## ITEMS
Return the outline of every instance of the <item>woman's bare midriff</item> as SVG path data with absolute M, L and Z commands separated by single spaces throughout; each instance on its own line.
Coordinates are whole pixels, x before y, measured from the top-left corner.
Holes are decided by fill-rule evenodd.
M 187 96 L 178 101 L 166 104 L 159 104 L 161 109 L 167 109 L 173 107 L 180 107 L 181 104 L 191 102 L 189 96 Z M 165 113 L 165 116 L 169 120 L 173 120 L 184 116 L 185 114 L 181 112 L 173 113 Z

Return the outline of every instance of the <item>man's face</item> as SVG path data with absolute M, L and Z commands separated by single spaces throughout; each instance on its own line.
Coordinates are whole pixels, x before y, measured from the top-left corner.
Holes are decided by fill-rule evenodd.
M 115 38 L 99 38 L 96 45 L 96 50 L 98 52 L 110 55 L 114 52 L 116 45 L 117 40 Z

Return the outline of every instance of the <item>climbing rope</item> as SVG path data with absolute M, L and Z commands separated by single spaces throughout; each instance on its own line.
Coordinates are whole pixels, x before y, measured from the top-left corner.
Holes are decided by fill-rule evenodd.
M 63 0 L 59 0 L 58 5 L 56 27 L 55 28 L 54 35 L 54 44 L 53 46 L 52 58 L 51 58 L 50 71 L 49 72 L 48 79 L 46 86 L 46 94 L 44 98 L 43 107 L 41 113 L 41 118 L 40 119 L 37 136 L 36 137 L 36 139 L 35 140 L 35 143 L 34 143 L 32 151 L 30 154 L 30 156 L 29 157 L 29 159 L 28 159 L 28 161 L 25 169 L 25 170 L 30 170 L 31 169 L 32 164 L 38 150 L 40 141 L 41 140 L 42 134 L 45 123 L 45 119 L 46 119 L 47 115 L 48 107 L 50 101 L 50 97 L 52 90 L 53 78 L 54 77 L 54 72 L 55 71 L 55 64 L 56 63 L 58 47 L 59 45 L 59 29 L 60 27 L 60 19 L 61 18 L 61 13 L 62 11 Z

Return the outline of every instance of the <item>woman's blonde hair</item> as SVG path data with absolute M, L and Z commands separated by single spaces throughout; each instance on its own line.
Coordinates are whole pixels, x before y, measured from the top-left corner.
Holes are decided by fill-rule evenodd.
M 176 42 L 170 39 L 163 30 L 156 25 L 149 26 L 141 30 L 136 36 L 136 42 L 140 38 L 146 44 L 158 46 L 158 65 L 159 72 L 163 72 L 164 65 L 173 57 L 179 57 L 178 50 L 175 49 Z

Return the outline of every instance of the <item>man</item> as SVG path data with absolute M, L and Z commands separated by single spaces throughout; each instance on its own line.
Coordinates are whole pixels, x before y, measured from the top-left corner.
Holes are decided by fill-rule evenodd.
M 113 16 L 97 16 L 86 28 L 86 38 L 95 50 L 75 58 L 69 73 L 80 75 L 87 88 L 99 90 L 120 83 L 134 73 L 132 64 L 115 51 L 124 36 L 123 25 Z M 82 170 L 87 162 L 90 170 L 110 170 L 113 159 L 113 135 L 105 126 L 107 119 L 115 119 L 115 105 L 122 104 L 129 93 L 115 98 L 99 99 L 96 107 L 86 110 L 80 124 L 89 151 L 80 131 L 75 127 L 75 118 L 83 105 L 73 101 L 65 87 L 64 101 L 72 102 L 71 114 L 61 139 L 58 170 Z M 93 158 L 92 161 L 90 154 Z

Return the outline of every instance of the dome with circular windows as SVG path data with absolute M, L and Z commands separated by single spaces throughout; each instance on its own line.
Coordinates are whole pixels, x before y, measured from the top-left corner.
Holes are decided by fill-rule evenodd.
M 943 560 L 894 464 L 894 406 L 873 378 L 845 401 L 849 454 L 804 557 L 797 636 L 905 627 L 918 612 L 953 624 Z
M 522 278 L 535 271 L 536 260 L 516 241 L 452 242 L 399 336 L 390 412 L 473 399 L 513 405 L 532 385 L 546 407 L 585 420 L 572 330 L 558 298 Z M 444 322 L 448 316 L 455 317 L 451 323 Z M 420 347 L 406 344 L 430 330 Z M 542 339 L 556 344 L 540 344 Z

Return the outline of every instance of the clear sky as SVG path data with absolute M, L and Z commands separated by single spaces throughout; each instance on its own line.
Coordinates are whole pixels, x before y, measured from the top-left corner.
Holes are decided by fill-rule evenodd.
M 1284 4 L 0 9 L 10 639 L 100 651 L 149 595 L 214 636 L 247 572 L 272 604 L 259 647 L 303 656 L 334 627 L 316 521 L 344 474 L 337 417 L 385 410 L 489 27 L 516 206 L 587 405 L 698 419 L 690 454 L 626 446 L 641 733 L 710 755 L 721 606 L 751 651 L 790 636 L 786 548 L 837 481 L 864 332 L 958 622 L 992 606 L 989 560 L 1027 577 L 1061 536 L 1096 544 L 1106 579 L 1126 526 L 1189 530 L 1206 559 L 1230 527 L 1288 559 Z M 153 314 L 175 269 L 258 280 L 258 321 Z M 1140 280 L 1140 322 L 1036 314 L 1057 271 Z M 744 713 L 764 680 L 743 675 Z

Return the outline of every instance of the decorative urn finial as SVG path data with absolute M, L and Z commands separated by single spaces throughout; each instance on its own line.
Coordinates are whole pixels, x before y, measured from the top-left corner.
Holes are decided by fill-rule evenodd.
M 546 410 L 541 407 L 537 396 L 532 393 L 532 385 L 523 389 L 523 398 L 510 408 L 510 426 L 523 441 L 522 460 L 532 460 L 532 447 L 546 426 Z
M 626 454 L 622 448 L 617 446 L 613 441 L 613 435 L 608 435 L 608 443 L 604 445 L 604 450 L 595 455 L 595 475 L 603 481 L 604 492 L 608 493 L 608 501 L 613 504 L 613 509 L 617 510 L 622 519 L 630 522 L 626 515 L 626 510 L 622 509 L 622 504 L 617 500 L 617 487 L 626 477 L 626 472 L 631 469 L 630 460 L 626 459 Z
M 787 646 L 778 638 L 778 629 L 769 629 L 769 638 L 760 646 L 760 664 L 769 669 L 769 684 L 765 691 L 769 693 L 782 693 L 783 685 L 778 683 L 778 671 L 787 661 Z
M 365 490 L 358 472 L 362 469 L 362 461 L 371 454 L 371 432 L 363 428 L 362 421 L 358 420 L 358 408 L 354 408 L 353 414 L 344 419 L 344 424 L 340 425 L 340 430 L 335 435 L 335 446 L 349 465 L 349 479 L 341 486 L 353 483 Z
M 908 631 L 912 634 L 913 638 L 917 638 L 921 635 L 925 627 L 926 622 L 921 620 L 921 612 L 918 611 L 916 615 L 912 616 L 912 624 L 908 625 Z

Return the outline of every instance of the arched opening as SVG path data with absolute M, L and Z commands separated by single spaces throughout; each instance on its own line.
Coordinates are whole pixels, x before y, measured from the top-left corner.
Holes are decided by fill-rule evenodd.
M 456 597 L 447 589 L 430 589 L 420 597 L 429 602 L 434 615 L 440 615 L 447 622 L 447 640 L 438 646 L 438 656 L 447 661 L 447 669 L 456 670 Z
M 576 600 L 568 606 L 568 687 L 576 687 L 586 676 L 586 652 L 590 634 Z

## WHAT THE TASK REQUIRES
Copy everything from the start of the listing down to the line containing "M 115 38 L 99", substituting "boundary" for "outline" and leaving all else unchanged.

## CORRECT ANSWER
Return the boundary of every instance of the <item>woman's bare midriff</item> as SVG path data with absolute M, L and Z commands separated by single spaces throughout; each instance on its own line.
Coordinates are whole pixels, x before y, measured from the top-left corner.
Holes are decided by fill-rule evenodd.
M 187 96 L 178 101 L 166 104 L 159 104 L 161 109 L 167 109 L 173 107 L 180 107 L 181 104 L 191 102 L 189 96 Z M 165 113 L 165 116 L 169 120 L 173 120 L 184 116 L 185 114 L 181 112 L 173 113 Z

Return the boundary of every instance of the <item>man's face</item> as SVG path data with absolute M, L and Z commands separated by single spaces throughout; each instance on its own line.
Coordinates are whole pixels, x before y, measured from the top-left corner.
Holes are decided by fill-rule evenodd.
M 115 38 L 99 38 L 96 45 L 96 50 L 98 52 L 110 55 L 114 52 L 116 45 L 117 40 Z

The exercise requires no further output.